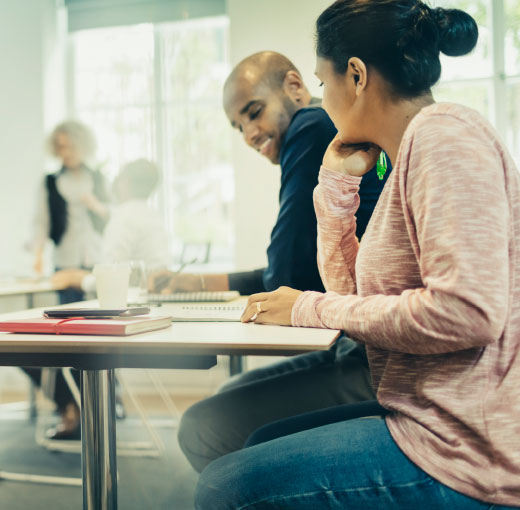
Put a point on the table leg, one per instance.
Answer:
(98, 440)
(236, 364)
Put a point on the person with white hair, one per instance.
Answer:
(72, 206)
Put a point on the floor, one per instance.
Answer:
(166, 482)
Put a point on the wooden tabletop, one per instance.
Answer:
(181, 338)
(25, 286)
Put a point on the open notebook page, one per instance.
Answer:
(206, 313)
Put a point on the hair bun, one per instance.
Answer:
(458, 31)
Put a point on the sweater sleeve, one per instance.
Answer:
(336, 201)
(455, 201)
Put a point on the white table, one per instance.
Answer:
(26, 287)
(183, 345)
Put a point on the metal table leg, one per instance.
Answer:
(98, 440)
(236, 364)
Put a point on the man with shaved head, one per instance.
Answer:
(266, 100)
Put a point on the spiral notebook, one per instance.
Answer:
(206, 313)
(199, 296)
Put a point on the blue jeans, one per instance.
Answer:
(354, 465)
(222, 423)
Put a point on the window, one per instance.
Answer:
(488, 79)
(154, 91)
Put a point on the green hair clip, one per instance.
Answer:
(381, 166)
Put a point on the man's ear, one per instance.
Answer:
(357, 71)
(293, 86)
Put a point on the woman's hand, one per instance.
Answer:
(271, 307)
(355, 159)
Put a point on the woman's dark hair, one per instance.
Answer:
(400, 38)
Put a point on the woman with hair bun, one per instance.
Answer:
(432, 290)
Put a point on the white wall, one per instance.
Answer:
(31, 79)
(286, 26)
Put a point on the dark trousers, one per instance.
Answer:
(222, 423)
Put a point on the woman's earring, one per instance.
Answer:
(381, 166)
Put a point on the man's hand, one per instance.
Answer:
(68, 278)
(356, 159)
(271, 307)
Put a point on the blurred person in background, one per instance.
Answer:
(72, 211)
(72, 208)
(135, 230)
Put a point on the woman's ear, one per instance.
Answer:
(358, 73)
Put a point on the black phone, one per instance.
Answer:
(95, 313)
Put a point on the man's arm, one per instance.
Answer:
(292, 250)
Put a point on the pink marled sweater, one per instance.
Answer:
(434, 292)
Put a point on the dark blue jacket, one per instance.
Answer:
(292, 251)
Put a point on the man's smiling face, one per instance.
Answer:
(260, 113)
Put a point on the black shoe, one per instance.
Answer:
(60, 434)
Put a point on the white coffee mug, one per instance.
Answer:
(112, 285)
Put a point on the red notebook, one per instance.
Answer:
(78, 326)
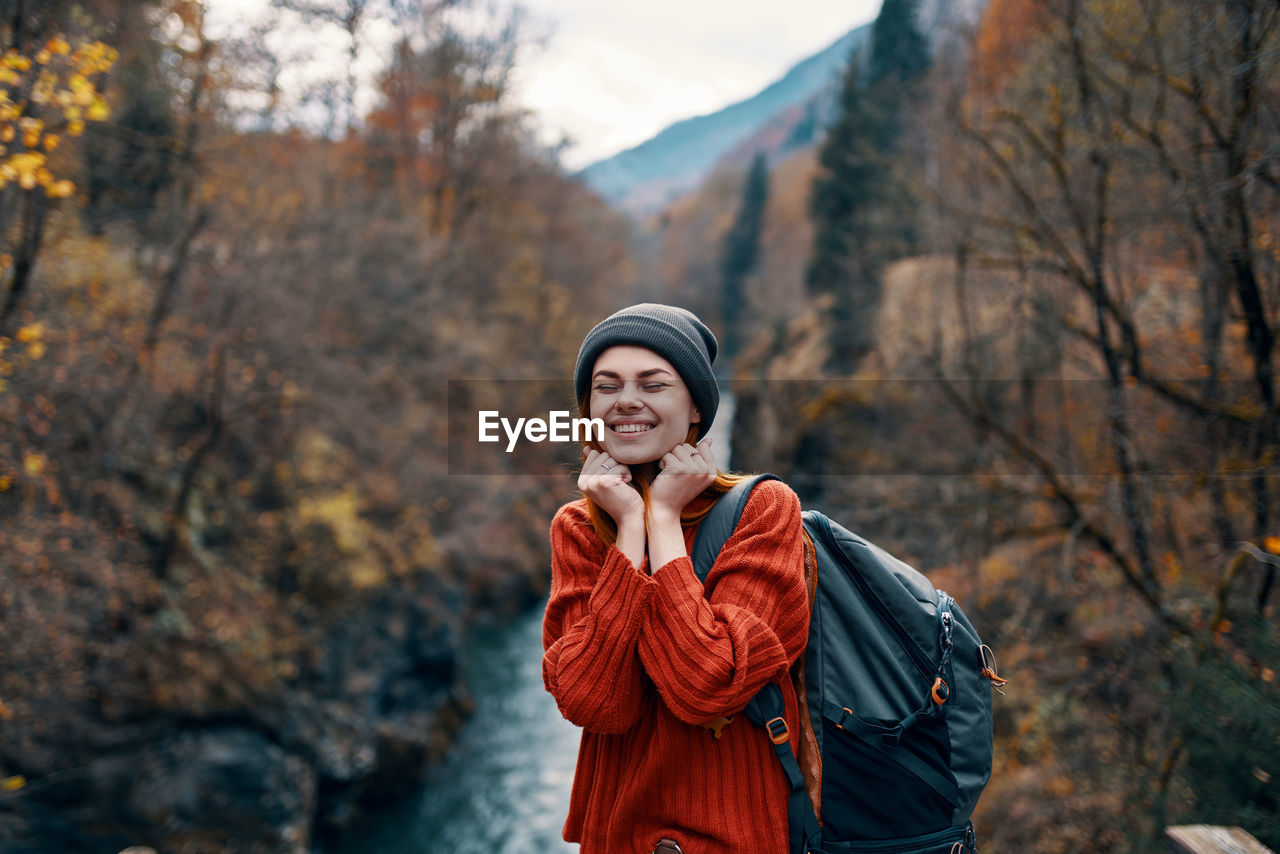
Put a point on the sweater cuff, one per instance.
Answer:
(622, 589)
(677, 584)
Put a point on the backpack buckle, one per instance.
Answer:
(941, 692)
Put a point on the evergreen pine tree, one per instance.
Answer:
(862, 219)
(741, 252)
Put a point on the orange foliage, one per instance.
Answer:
(1006, 30)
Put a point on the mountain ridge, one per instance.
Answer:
(648, 176)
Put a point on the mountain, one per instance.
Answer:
(789, 114)
(675, 161)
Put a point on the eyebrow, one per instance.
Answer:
(643, 374)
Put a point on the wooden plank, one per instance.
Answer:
(1203, 839)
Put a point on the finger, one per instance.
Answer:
(684, 452)
(704, 451)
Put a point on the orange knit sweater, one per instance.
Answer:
(640, 662)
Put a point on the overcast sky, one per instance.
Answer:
(608, 74)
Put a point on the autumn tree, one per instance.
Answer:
(1115, 187)
(740, 252)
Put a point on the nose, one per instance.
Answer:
(629, 398)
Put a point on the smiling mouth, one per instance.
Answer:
(631, 429)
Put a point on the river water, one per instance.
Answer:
(504, 786)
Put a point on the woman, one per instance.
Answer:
(638, 652)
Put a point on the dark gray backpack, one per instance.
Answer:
(897, 688)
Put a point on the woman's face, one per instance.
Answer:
(645, 406)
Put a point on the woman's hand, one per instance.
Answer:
(686, 471)
(608, 483)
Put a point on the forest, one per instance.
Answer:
(1013, 316)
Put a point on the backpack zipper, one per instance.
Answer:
(904, 640)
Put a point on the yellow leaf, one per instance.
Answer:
(60, 190)
(33, 464)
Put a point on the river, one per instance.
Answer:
(503, 788)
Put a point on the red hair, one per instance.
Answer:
(641, 475)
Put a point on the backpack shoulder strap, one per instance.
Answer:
(718, 526)
(767, 708)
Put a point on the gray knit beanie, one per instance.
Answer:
(675, 334)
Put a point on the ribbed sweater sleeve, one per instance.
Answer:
(598, 603)
(709, 649)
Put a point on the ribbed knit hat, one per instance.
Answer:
(675, 334)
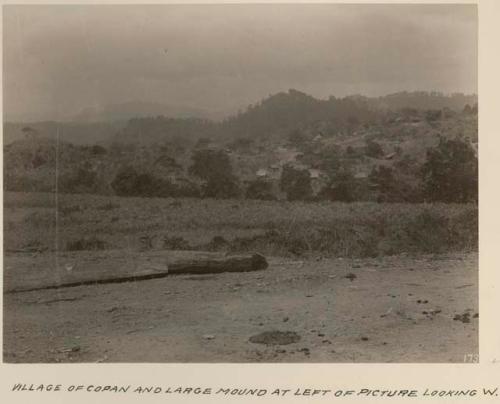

★ ★ ★ ★

[WHAT YOU NEED TO DO] Gather every line of the entries above that contains the word "notebook".

[WRITTEN ANSWER]
Put a point on the open notebook page, one per instance.
Put a point on the spiral notebook, one per instance.
Put a point on the red notebook, one per instance.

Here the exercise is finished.